◆ What is being asked: Return a word-for-word copy of part of the post on Tai Chi training, beginning at the words "Good article, Locksley, and" and stopping after "Chi programs teach.".

◆ Document:
*-*-*
Good article, Locksley, and thanks for sharing it. Taking it back to Tai Chi, there are some similar conventions now in the way Tai Chi is taught (on the average) that make it what it is, and while there can be some good benefits from it, I would definitely not look to the average Tai Chi program as the place to go to pick up fighting skills (and most instructors I know would be okay with that). There are some styles of Tai Chi that do produce impressive development which could be a good boost to one's abilities, but they're far more rare, and in many ways opposite to what the more common Tai Chi programs teach.

One of the important things stressed in my training has been realistically matching the training to one's goals and needs, rather than getting caught up in the satisfaction (so often just pride) of one's lineage and claim to a style. We train in internal Chinese styles for what they produce in terms of development (when done correctly, and there's a whole host of issues in the transmission there), but we go to combat specialists for combat training. My instructor frequently remarked on how the presence of adrenaline changes everything, and folks' training often goes out the window when they're in a fighting situation (whether sport or life-threatening) as they fall back on whatever the body has internalized as the method of dealing with crisis. So much of training is actually about altering those patterns, and it's a lot harder to do than just learning new forms and techniques. Some of the "women's self defense" programs out there are downright dangerous in their failure to understand this, given what they teach as "effective" techniques.
*-*-*
◆ Supplied records:
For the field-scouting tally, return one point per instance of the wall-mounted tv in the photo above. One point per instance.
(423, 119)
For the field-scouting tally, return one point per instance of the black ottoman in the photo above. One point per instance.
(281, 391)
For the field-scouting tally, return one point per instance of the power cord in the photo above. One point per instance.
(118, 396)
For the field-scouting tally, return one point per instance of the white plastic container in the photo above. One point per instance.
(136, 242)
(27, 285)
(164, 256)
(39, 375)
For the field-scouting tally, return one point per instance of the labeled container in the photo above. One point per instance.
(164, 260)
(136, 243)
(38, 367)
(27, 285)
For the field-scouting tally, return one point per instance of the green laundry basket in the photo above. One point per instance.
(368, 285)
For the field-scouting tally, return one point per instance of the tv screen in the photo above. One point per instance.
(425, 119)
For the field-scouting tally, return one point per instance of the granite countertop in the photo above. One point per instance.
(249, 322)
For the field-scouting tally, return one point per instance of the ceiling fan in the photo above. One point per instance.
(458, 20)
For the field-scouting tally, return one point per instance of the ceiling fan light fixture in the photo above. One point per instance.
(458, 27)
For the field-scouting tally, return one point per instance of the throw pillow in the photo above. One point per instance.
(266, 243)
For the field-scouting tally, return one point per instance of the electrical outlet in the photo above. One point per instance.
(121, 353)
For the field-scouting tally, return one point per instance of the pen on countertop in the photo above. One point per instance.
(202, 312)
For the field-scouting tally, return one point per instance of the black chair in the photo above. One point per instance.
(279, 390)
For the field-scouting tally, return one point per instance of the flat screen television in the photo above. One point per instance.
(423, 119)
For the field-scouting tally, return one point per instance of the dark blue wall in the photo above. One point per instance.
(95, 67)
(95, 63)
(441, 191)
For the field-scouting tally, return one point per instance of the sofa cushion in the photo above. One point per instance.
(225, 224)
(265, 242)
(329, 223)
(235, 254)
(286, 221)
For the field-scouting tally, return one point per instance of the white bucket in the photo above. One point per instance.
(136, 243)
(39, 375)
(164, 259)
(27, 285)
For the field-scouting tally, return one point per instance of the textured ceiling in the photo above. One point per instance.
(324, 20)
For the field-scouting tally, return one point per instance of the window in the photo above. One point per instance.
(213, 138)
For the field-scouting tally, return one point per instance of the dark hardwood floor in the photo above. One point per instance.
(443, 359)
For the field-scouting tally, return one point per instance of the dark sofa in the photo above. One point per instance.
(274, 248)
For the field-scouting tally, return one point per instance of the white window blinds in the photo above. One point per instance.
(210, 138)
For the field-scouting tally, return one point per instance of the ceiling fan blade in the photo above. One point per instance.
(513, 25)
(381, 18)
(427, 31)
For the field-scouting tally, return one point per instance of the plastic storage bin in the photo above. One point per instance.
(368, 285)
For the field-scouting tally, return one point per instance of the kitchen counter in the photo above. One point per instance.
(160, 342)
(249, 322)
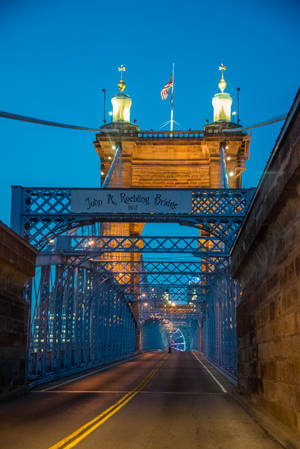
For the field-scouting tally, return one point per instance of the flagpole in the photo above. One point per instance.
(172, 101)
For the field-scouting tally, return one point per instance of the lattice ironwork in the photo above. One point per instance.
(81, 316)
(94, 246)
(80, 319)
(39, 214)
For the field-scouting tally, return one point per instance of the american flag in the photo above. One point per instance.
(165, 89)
*-*-*
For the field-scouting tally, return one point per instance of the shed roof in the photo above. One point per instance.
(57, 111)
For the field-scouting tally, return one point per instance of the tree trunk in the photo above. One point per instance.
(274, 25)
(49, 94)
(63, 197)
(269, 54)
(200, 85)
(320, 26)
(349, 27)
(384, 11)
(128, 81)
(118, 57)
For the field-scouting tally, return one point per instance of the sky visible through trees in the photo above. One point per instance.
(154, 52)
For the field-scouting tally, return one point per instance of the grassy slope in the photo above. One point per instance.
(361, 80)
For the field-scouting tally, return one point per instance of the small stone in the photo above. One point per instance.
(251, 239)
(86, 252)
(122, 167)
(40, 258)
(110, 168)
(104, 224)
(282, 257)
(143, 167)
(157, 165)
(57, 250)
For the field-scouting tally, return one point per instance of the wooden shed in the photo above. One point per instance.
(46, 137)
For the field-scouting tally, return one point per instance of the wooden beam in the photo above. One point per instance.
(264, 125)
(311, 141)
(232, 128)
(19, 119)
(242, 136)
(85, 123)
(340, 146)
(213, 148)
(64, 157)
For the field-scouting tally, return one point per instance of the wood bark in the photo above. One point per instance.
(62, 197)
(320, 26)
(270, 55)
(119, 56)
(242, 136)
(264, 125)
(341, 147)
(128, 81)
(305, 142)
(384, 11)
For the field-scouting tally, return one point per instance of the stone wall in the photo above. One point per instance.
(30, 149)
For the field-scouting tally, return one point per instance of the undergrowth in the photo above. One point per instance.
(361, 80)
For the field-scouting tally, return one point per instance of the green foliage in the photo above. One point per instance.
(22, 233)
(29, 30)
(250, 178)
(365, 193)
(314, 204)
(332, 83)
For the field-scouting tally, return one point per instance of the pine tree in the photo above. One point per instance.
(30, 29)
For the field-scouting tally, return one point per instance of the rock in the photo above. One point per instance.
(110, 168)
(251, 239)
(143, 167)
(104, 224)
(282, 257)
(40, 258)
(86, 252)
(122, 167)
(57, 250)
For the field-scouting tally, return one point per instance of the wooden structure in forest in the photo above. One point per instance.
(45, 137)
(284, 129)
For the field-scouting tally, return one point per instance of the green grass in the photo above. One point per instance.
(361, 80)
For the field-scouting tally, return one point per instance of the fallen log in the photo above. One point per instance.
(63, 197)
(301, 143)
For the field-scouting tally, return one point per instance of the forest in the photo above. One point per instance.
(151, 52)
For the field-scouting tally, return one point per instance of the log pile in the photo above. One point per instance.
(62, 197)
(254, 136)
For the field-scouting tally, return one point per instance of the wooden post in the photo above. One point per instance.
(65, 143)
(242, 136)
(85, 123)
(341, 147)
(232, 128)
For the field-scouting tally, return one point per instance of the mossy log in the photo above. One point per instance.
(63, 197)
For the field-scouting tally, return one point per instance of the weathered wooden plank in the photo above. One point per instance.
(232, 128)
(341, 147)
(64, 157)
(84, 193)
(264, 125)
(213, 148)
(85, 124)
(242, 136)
*-*-*
◆ Result of the exercise:
Good article, Locksley, and thanks for sharing it. Taking it back to Tai Chi, there are some similar conventions now in the way Tai Chi is taught (on the average) that make it what it is, and while there can be some good benefits from it, I would definitely not look to the average Tai Chi program as the place to go to pick up fighting skills (and most instructors I know would be okay with that). There are some styles of Tai Chi that do produce impressive development which could be a good boost to one's abilities, but they're far more rare, and in many ways opposite to what the more common Tai Chi programs teach.